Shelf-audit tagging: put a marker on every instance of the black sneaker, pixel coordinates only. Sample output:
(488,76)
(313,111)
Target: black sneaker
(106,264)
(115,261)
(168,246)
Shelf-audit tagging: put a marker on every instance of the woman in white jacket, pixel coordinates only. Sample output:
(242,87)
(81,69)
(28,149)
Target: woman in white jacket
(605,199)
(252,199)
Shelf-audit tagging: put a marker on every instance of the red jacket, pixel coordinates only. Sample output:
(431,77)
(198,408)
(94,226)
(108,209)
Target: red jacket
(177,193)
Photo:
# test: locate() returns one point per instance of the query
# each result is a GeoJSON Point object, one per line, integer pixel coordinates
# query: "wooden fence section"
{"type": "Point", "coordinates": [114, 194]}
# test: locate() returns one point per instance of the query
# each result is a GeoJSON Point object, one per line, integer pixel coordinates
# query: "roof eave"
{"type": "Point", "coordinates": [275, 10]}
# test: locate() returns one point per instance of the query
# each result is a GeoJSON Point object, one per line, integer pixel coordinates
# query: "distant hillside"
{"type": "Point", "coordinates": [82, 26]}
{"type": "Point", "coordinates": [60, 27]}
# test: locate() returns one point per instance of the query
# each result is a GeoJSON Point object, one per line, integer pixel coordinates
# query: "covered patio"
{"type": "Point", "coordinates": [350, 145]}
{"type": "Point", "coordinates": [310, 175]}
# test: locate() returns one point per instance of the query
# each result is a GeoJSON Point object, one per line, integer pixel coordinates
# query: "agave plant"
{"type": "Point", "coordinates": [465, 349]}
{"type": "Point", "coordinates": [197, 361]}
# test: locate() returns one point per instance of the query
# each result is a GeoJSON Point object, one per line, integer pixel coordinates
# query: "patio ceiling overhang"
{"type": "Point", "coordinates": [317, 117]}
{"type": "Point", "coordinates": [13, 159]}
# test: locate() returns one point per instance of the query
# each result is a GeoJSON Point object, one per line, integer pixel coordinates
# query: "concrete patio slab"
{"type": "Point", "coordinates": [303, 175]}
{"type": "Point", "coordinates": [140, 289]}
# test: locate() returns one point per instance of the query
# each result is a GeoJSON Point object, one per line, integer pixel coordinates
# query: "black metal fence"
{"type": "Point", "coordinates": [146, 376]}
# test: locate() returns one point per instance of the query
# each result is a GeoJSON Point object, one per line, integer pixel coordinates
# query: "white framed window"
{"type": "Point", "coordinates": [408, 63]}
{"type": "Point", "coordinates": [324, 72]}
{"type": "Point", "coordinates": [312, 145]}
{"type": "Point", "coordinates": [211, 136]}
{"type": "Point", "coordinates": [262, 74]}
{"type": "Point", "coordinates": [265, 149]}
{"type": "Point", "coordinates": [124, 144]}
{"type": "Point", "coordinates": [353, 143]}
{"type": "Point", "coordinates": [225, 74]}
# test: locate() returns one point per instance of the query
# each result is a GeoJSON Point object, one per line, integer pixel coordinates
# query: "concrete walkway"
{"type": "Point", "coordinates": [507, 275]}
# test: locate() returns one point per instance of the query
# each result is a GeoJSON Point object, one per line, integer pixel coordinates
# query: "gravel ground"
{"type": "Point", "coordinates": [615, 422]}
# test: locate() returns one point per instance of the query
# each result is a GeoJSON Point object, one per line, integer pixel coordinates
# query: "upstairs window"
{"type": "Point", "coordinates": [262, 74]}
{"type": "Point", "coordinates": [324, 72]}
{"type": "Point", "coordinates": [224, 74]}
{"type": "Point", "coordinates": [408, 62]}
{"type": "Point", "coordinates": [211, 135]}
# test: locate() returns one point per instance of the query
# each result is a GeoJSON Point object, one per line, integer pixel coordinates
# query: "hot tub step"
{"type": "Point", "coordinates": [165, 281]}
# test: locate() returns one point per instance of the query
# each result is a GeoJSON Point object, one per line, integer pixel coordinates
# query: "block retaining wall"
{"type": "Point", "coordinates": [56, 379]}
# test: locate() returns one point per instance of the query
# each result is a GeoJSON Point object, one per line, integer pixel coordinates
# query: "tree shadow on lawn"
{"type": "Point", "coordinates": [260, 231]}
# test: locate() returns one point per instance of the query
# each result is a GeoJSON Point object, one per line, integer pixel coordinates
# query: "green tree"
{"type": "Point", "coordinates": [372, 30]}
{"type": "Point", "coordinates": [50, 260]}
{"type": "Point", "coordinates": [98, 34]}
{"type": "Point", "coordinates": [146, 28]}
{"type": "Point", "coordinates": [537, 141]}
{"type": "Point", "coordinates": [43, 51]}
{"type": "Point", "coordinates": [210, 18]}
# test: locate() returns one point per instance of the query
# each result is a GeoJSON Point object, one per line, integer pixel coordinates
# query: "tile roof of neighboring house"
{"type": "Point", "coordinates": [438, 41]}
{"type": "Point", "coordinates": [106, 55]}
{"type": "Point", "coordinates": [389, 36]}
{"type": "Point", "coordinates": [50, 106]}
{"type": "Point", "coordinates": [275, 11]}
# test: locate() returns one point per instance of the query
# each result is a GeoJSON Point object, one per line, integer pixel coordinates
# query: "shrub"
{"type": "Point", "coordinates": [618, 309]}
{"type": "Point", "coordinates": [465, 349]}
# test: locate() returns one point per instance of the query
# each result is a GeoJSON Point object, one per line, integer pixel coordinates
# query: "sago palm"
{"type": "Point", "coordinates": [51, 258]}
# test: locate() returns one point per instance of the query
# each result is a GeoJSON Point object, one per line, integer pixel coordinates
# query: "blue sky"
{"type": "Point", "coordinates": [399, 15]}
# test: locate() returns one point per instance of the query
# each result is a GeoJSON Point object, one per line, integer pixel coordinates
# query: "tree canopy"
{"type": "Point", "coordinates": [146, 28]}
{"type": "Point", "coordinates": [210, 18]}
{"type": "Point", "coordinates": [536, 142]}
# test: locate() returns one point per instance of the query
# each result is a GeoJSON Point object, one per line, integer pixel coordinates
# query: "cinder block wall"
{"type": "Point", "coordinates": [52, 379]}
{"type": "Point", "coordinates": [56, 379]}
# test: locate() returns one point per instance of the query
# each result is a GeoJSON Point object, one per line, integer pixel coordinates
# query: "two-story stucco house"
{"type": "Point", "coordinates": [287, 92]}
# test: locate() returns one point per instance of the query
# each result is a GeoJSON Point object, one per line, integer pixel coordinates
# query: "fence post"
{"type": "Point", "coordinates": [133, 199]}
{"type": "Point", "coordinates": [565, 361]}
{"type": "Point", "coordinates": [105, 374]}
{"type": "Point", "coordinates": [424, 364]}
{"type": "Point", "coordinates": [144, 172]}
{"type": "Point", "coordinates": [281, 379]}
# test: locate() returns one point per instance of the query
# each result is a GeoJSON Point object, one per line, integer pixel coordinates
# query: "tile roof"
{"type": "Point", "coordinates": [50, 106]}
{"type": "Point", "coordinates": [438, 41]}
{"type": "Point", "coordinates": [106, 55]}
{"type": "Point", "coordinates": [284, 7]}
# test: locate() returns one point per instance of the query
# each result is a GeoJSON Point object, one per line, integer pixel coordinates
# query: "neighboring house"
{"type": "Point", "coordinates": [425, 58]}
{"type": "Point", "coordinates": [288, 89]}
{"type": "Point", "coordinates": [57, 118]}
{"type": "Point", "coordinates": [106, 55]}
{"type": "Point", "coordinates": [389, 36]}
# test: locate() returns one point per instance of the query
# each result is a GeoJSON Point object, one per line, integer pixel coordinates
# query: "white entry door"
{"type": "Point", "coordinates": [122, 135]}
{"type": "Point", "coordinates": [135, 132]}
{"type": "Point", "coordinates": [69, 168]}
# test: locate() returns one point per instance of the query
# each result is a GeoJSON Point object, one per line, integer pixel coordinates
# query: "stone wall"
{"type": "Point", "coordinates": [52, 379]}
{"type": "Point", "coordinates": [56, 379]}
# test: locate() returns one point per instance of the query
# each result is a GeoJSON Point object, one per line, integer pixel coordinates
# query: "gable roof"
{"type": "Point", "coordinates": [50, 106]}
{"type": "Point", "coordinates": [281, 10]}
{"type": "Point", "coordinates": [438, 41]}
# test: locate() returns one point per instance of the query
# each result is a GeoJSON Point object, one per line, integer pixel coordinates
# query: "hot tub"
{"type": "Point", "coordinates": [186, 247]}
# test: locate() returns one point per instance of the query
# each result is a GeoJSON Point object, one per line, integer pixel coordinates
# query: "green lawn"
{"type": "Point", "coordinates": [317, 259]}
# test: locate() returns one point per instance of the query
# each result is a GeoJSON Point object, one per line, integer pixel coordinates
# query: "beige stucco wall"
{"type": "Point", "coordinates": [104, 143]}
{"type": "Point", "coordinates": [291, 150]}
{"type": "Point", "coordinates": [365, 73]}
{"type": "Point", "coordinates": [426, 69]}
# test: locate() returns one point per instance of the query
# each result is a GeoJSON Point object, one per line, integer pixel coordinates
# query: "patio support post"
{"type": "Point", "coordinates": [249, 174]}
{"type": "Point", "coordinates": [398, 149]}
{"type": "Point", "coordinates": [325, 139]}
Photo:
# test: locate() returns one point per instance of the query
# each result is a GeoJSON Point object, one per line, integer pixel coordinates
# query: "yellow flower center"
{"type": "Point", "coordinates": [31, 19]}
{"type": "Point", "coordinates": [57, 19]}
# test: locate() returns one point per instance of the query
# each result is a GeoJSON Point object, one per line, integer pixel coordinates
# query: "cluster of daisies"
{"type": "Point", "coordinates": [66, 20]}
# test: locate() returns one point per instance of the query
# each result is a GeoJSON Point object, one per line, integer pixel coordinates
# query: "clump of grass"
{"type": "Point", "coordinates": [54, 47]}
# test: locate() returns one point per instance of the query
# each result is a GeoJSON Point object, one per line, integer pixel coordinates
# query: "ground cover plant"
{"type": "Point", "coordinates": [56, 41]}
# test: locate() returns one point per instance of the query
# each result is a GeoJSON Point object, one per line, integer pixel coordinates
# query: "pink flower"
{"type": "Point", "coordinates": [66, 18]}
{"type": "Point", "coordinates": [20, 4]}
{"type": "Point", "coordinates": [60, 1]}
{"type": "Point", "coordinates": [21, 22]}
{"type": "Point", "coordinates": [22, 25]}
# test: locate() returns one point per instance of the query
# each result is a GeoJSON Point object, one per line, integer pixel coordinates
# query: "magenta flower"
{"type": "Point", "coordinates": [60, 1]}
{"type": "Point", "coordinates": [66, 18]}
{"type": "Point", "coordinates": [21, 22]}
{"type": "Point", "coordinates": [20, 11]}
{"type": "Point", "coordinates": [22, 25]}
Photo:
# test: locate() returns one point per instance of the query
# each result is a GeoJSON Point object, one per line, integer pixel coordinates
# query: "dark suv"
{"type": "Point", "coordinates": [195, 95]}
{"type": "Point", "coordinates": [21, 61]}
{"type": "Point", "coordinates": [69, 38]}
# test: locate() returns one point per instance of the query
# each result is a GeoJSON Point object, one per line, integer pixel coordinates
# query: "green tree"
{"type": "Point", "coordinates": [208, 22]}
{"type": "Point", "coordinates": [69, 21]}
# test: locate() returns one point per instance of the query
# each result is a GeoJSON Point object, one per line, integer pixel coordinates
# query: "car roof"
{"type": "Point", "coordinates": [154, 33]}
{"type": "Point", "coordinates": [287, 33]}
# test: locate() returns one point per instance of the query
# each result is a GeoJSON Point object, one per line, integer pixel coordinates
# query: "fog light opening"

....

**EXERCISE DESCRIPTION**
Lines of the data above that include the string "Sample" must each be copied.

**OUTPUT FOR THIS TASK**
Shelf-audit tagging: put a marker on every instance of the black sneaker, pixel coordinates only. Sample output:
Shelf-audit tagging: put a marker on every instance of the woman in white jacket, pixel coordinates only. Sample output:
Shelf-audit tagging: put a marker on every instance of the red jacket, pixel coordinates only. Sample output:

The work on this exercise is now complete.